## Check your understanding
• A. In the goat forum thread below, how many years does the first poster say they have raised goats on their farm?
• B. Reproduce the passage of the goat forum thread from "My question is" to "and God Bless!!".
• C. Render this sentence from the goat forum thread in Spanish: "We have raised goats on our farm for 6 years."

# Stunted Kid Growth



## springkids (Sep 12, 2013)

Hello everyone! I am new to the site as a user but I read your forums sometimes when I have questions. And I have a question. We have raised goats on our farm for 6 years. We have mostly mixes of Boer and Nubian. 

This year was an extremely wet year for us and on top of that we noticed out wormers not helping. Turns out our worms had become resistant. So after checking in with the vet and starting a vigorous worming schedule with all new meds everyone looks and feels great. The problem is by the time we realized we had a problem with our wormer. We had a BIG problem and our kid goats were stunted. So we have accepted the fact that they will not meet their potential this fall. 

My question is we had 4 painted doelings we were hoping to keep for our farm. Right now they weigh only 40-45 lbs roughly and they are roughly 6 months old. I am just curious with the right diet if they would "catch up" so to speak and be a good breeding size for next fall?? Or should I cut my losses and sell them with the rest of kids?? 

Thanks in advance for any input and God Bless!!


----------



## happybleats (Sep 12, 2010)

welcome to the forum  
Some goats will catch up nicely in time, usually by the time they are 2. A good feeding program could help...However if there is intestinal damage from the worms they coud be unthrifty. When you look at the does..are they just small compared to their peers or look "unkept" depsite your good care? ..thinner than peers, more bones showing, coarser coat? prone to illness? basically unthrifty? I ask this because of an experiance we had and learned from..

we got a doe, a nubian, who we were told had battled worms when young...she was so thin at almost 2 years old..I was not impressed with her care and thought I could bring her to health and she was basically a freebe with her sister..however, we never were able to put and extra ounce on her bones...The worms caused so much intestinal damage that made it hard to absorb nutrients...she was always going to be chronically thin..and was unthrifty..(got ill easy)

## Material shown
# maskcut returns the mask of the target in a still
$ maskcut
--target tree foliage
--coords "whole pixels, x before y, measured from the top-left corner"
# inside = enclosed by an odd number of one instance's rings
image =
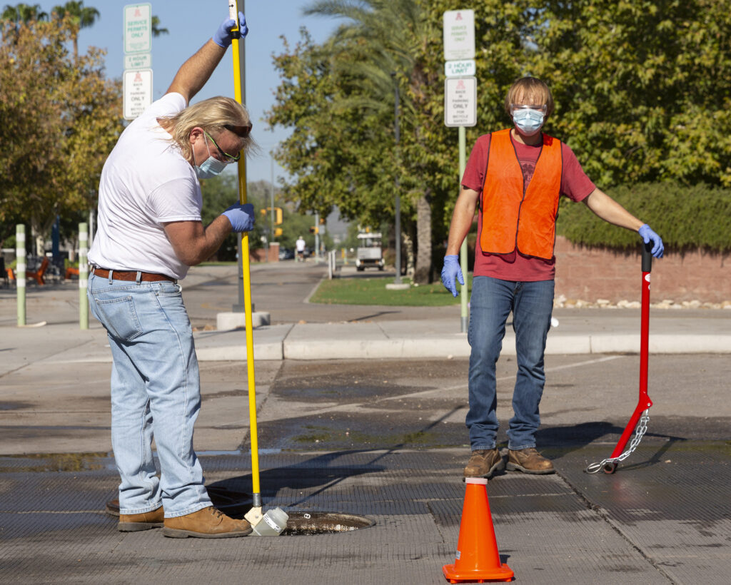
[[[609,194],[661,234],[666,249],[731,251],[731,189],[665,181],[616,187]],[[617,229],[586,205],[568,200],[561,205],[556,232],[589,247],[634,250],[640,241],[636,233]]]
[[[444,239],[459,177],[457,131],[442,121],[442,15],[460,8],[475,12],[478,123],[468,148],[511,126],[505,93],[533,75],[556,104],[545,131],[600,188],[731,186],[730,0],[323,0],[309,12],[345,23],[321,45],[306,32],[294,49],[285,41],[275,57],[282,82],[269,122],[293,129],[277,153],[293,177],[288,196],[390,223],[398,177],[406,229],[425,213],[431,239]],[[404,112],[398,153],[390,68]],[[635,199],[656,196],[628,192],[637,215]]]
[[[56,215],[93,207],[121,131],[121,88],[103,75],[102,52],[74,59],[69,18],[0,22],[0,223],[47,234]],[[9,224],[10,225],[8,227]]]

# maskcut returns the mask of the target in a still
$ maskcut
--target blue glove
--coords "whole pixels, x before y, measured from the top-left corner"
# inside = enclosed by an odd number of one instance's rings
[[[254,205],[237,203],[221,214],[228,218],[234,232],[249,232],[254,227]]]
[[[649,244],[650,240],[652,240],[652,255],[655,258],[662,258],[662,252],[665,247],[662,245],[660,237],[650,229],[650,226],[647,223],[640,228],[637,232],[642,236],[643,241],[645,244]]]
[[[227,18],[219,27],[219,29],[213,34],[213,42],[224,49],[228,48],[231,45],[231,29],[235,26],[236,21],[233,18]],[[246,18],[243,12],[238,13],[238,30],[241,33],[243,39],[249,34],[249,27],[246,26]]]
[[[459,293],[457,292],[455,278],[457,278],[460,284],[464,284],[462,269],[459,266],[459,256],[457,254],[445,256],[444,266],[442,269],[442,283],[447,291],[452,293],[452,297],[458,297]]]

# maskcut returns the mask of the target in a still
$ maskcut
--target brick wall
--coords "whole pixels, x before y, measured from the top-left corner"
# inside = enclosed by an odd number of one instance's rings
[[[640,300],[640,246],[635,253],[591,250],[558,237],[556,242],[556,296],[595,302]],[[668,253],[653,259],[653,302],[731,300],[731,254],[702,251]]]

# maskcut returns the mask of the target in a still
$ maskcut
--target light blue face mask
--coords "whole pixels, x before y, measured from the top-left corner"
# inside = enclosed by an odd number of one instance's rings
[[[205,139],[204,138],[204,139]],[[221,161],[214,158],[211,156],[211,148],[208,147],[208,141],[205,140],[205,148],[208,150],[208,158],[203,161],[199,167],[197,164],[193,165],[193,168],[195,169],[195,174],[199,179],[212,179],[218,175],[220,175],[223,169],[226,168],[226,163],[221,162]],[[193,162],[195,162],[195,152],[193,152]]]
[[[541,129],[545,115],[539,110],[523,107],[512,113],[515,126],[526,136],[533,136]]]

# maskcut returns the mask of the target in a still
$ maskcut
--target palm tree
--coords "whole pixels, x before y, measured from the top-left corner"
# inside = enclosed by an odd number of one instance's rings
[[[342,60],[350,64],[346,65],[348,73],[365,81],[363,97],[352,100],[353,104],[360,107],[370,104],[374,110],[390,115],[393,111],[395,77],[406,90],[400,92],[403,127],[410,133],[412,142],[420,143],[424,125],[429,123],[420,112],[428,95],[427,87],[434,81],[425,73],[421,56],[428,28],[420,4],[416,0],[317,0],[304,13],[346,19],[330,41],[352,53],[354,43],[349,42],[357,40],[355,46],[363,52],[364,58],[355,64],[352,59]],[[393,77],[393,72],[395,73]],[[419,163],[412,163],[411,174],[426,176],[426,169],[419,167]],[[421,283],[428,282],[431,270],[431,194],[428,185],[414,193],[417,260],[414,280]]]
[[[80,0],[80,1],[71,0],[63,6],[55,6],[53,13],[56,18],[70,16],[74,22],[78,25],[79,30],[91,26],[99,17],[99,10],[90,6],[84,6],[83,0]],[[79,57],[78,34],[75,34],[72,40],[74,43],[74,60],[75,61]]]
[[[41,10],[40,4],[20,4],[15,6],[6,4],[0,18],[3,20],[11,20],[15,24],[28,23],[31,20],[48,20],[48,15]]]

## Outputs for the tasks
• A. 6 years.

• B.
My question is we had 4 painted doelings we were hoping to keep for our farm. Right now they weigh only 40-45 lbs roughly and they are roughly 6 months old. I am just curious with the right diet if they would "catch up" so to speak and be a good breeding size for next fall?? Or should I cut my losses and sell them with the rest of kids?? 

Thanks in advance for any input and God Bless!!

• C. Hemos criado cabras en nuestra granja durante 6 años.